**Provided text**
——
British poet (1895–1915)

Captain Charles Hamilton Sorley (19 May 1895 – 13 October 1915) was a British Army officer and Scottish war poet who fought in the First World War. He was killed in action during the Battle of Loos in October 1915.

==Life and work==
Born in Powis House Aberdeen, Scotland, he was the son of philosopher and University Professor William Ritchie Sorley. He was educated at King's College School, Cambridge, and then, like Siegfried Sassoon, at Marlborough College (1908–13). At Marlborough College Sorley's favourite pursuit was cross-country running in the rain, a theme evident in many of his pre-war poems, including Rain and The Song of the Ungirt Runners. In keeping with his strict Protestant upbringing, Sorley had strong views on right and wrong, and on two occasions volunteered to be punished for breaking school rules.
——
**Dataset**

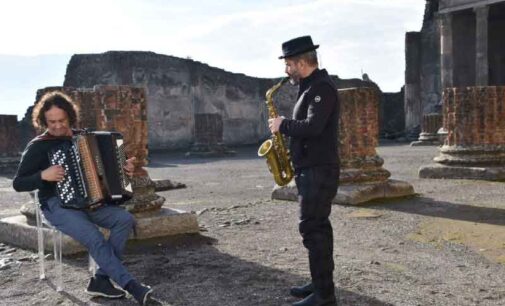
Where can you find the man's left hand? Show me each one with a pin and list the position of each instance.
(129, 167)
(274, 124)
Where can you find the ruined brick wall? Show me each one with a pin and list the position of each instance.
(359, 136)
(422, 70)
(9, 136)
(177, 89)
(474, 116)
(208, 128)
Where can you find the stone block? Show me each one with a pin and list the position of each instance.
(354, 194)
(438, 171)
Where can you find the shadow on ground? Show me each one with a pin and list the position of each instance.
(430, 207)
(191, 271)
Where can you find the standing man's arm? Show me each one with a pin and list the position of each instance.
(321, 105)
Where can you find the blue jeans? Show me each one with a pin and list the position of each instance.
(81, 225)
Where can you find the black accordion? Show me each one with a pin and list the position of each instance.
(94, 174)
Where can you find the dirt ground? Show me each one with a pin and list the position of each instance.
(444, 246)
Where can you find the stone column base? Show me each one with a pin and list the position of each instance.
(426, 139)
(353, 194)
(164, 222)
(440, 171)
(425, 143)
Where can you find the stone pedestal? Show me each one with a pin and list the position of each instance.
(209, 137)
(430, 126)
(475, 143)
(362, 177)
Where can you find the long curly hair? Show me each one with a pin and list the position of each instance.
(47, 101)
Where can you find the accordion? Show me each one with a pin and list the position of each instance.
(93, 163)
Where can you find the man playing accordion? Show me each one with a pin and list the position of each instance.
(57, 114)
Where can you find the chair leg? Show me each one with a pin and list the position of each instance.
(40, 242)
(92, 266)
(57, 236)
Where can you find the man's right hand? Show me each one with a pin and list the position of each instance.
(53, 174)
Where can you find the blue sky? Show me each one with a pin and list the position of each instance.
(38, 37)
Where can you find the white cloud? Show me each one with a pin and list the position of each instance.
(236, 35)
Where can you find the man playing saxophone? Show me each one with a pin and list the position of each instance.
(313, 133)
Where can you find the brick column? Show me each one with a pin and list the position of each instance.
(475, 143)
(362, 177)
(9, 143)
(359, 132)
(9, 135)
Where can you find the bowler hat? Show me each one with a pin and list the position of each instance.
(297, 46)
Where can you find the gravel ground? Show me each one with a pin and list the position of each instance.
(445, 246)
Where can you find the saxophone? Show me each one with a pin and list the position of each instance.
(274, 149)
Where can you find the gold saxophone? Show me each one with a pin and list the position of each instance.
(274, 149)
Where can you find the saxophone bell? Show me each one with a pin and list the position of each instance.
(274, 149)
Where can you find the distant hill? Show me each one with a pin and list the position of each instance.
(21, 76)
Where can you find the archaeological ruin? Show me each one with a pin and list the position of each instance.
(472, 70)
(122, 109)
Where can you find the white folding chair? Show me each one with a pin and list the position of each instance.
(57, 246)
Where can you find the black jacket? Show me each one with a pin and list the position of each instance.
(314, 127)
(34, 160)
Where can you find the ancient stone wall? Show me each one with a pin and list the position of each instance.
(177, 89)
(422, 74)
(474, 116)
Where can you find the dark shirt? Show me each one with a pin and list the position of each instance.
(313, 130)
(34, 160)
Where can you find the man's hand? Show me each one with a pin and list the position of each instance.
(53, 174)
(129, 167)
(274, 124)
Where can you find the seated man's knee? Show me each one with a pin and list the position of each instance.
(127, 219)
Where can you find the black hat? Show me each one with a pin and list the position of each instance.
(297, 46)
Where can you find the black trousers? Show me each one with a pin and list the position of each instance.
(317, 186)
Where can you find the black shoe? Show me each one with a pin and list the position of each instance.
(101, 286)
(302, 291)
(313, 300)
(139, 292)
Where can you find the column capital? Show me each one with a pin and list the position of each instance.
(481, 11)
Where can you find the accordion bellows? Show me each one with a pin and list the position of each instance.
(93, 163)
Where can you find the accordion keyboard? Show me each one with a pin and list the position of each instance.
(71, 187)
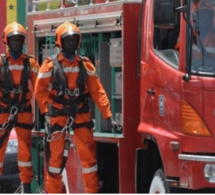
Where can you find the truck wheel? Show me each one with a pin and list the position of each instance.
(158, 185)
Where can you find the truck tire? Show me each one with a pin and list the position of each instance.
(158, 184)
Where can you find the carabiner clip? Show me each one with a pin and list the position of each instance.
(69, 122)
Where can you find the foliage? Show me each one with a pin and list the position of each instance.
(52, 5)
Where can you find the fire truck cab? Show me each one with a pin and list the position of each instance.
(158, 73)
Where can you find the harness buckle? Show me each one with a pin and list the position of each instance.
(74, 92)
(17, 90)
(13, 112)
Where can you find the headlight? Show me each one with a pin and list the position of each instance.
(12, 146)
(209, 172)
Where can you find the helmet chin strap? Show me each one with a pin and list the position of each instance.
(15, 54)
(69, 56)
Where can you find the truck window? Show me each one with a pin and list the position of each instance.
(165, 42)
(203, 43)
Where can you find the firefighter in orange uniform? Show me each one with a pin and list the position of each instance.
(63, 84)
(18, 73)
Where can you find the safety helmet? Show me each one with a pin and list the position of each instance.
(12, 29)
(65, 30)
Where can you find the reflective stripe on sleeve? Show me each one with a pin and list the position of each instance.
(71, 69)
(34, 70)
(1, 165)
(54, 169)
(24, 164)
(16, 67)
(44, 75)
(90, 169)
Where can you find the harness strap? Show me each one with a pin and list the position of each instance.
(65, 155)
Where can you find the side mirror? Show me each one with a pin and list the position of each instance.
(165, 14)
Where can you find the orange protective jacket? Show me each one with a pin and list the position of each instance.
(44, 93)
(23, 134)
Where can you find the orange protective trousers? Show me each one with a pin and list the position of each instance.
(85, 145)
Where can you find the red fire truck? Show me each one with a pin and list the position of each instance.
(162, 96)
——
**Questions**
1. Reproduce the Sorley biography verbatim, from "British poet (1895–1915)" up to and including "in October 1915.".
2. In the Charles Hamilton Sorley biography, what was Sorley's favorite pursuit at Marlborough College?
3. Extend the Charles Hamilton Sorley biography, picking up after its final sentence.

**Answer list**
1.
British poet (1895–1915)

Captain Charles Hamilton Sorley (19 May 1895 – 13 October 1915) was a British Army officer and Scottish war poet who fought in the First World War. He was killed in action during the Battle of Loos in October 1915.

2. Cross-country running in the rain.

3.
Before taking up a scholarship to study at University College, Oxford, Sorley spent a little more than six months in Germany from January to July 1914, three months of which were at Schwerin studying the language and local culture. Then he enrolled at the University of Jena, and studied there up to the outbreak of World War I.

After Germany declared war on Russia, Sorley was detained for an afternoon in Trier, but was released on the same day and told to leave the country. He returned to England and immediately volunteered for military service in the British Army. He joined the Suffolk Regiment as a second lieutenant and was posted to the 7th (Service) Battalion, a Kitchener's Army unit serving as part of the 35th Brigade of the 12th (Eastern) Division. He arrived on the Western Front in Boulogne, France on 30 May 1915 as a lieutenant, and served near Ploegsteert. He was promoted to captain in August 1915.

Sorley was killed in action near Hulluch, having been shot in the head by a sniper during the final offensive of the Battle of Loos on 13 October 1915. Having no known grave at war's end, he is commemorated on the CWGC Loos Memorial.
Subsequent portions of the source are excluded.